(Document passage Opens)
Richard Dawkins followed his colleagues commenting in The Telegraph, “There’s this post-modern hubris which presumptuously and falsely dismisses science as a social construct, the human conceit here is the idea that personal feelings can change reality.”
Dawkins continued, “I draw the line at the belligerent slogan ‘trans women are women’ because it is scientifically false … It logically entails the right to enter women’s sporting events, women’s changing rooms, women’s prisons and so on.”
While the “scientist-trans genderist” parry-passé fencing is amusing, what is going on in Britain might be more notable. There, the transgender siege appears to be lifting; its effectiveness is clearly on the wane — in spite of Sir Keir’s reprehensible governance — reason and science prevail in some quarters.
The UK Supreme Court has issued a definitive ruling, finding that “the concept of sex is binary, a person is either a woman or a man.”
The Equality and Human Rights Commission (EHRC) later commented on the court’s ruling clarifying that public-facing spaces, such as hospitals, restaurants, and shops, should not allow biological males into female-only spaces, regardless of whether they have a so-called “gender transition certificate.”
The ruling from the Supreme Court came in the wake of a major report from leading British pediatrician Dr. Hilary Cass, which found that “gender affirming care” for children, such as the use of puberty-blocking drugs, was built on “shaky foundations.”
Let us hope this modicum of reason catches hold on this side of the Atlantic.
It has been fascinating to watch the culture wars come to the atheist community. Dawkins has been tangling with trans activists for several years. In January 2024, he vehemently responded to an article defending gender ideology, stating: “This ridiculous article (shame on the once-great Scientific American) ignorantly misunderstands the nature of the sex binary … Sex is not defined by chromosomes, nor by anatomy, nor by psychology or sociology, nor by personal inclination, nor by ‘assignment at birth’, but by gamete type.”
The American Humanist Association had already withdrawn Dawkins’ “Humanist of the Year” award in 2021. The organization justified the move based on the biologist’s “history of making statements that use the guise of scientific discourse to demean marginalized groups, an approach antithetical to humanist values.”
(Document passage Closes)
(Data section Opens)
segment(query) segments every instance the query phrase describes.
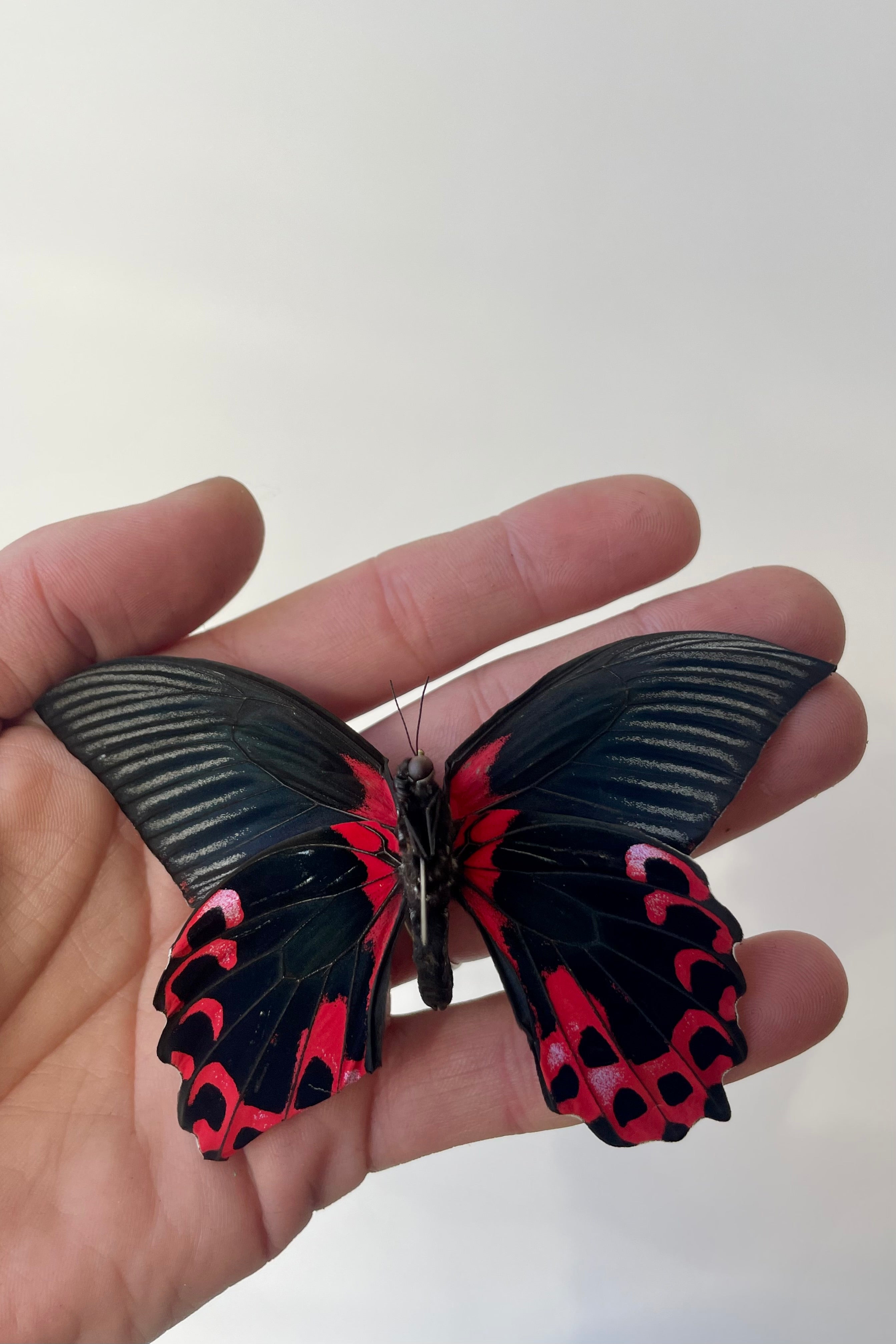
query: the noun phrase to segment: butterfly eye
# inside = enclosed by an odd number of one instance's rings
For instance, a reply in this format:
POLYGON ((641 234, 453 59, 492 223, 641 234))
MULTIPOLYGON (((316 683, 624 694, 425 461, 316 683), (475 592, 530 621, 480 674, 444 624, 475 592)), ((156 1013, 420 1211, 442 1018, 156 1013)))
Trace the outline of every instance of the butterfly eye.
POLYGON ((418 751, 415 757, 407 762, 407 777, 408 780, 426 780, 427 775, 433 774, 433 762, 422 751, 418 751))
(Data section Closes)
(Data section Opens)
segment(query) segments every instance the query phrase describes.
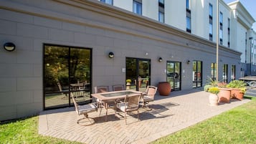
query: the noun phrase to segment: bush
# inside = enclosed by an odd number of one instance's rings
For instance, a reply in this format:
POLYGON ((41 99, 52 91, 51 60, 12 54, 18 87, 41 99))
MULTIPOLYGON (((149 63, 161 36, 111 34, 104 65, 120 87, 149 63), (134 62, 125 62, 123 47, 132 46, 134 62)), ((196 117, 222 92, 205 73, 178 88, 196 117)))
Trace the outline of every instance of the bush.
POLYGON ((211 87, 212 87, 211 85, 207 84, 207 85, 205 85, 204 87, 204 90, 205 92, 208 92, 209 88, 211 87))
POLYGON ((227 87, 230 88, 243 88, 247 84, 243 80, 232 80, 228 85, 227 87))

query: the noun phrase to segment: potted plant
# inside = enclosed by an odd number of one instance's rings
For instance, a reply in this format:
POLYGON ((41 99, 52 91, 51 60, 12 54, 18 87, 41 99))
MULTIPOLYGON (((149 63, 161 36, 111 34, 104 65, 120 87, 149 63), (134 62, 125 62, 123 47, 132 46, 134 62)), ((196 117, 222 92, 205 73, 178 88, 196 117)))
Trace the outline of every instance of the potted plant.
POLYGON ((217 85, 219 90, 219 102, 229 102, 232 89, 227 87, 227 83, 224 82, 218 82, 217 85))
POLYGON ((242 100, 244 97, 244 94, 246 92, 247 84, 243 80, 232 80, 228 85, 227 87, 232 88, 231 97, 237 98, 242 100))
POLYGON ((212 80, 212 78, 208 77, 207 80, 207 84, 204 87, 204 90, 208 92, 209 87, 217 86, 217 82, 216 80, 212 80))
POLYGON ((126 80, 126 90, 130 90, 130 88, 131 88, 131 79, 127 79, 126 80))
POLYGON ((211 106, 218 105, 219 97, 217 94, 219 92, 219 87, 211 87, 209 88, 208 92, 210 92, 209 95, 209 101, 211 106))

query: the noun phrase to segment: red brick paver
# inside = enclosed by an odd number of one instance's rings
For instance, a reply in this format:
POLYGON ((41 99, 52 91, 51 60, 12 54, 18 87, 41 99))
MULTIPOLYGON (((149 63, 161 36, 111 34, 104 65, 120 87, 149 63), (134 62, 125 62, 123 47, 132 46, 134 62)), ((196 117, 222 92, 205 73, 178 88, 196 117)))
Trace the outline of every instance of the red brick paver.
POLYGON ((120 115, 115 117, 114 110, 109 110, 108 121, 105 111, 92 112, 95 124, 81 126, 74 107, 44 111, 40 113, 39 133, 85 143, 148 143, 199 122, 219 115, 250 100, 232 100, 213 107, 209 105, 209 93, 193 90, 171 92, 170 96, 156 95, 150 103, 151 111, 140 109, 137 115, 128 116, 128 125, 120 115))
(Data section Closes)
(Data section Opens)
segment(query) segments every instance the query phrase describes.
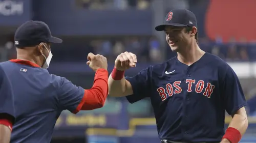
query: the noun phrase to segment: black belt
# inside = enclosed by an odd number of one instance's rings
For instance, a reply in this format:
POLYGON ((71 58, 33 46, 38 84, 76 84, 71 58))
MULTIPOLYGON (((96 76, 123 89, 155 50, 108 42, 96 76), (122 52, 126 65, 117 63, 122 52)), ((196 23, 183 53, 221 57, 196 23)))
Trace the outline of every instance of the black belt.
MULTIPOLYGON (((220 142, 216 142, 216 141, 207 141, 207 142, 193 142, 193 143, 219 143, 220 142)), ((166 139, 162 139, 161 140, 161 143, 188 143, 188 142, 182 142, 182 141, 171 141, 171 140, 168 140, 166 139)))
(Data section Closes)
Exercise 1
Answer these questions from the passage about Richard Dawkins and the sex-binary debate.
(a) How does the UK Supreme Court ruling describe the concept of sex?
(b) Which award did the American Humanist Association withdraw from Dawkins, and in what year?
(c) In his January 2024 statement, what does Dawkins say sex is defined by?
Exercise 2
Carry the passage about Richard Dawkins and the sex-binary debate forward from its final sentence.

Written response 1
(a) As binary: a person is either a woman or a man.
(b) The "Humanist of the Year" award, in 2021.
(c) Gamete type.

Written response 2
While I have to admit, there is more than a tinge of schadenfreude in watching the anti-theists realize that the atheist “apocalypse” they are experiencing is just as dogmatic as the religions they disparage, it should be noted that the notion of “humanist values” has always been nebulous at best. Science endeavors to demonstrate what is; the idea of a godless ethics poses a wholly other concern. Dawkins, Coyne, and Pinker have been at the forefront of championing nothing short of repulsive applications of their atheism. In 2014, Dawkins responded to a woman asking about a prenatal Down syndrome diagnosis by telling her to: “Abort it and try again. It would be immoral to bring it into the world if you have the choice.”
Stephen Pinker has gone further, writing in the New York Times that laws against infanticide are difficult to defend. According to Pinker, unborn children don’t possess any more morally significant traits “than mice do.” Jerry Coyne is on record asserting that residual Christianity has prevented the legalization of “the euthanasia of newborns, who have no ability or faculties to decide whether to end their lives,” and stated that although “the topic seems verboten now, I believe some day the practice will be widespread, and it will be for the better.”
Coyne adds, “If we euthanize cats and dogs, why not babies?”
Coyne, Pinker, and Dawkins are to be commended (that may be too affirming) for their defense of biology against the transgender assault on scientific truth. But let’s be clear, this trio have long championed a post-Christian society that has made the transgender movement not just possible, but perhaps even inevitable. Before we become too sanguine over the “conscience” of these “defenders of truth,” we should recognize that this atheist set and their “ethics” are every bit as unpalatable as those they now assail.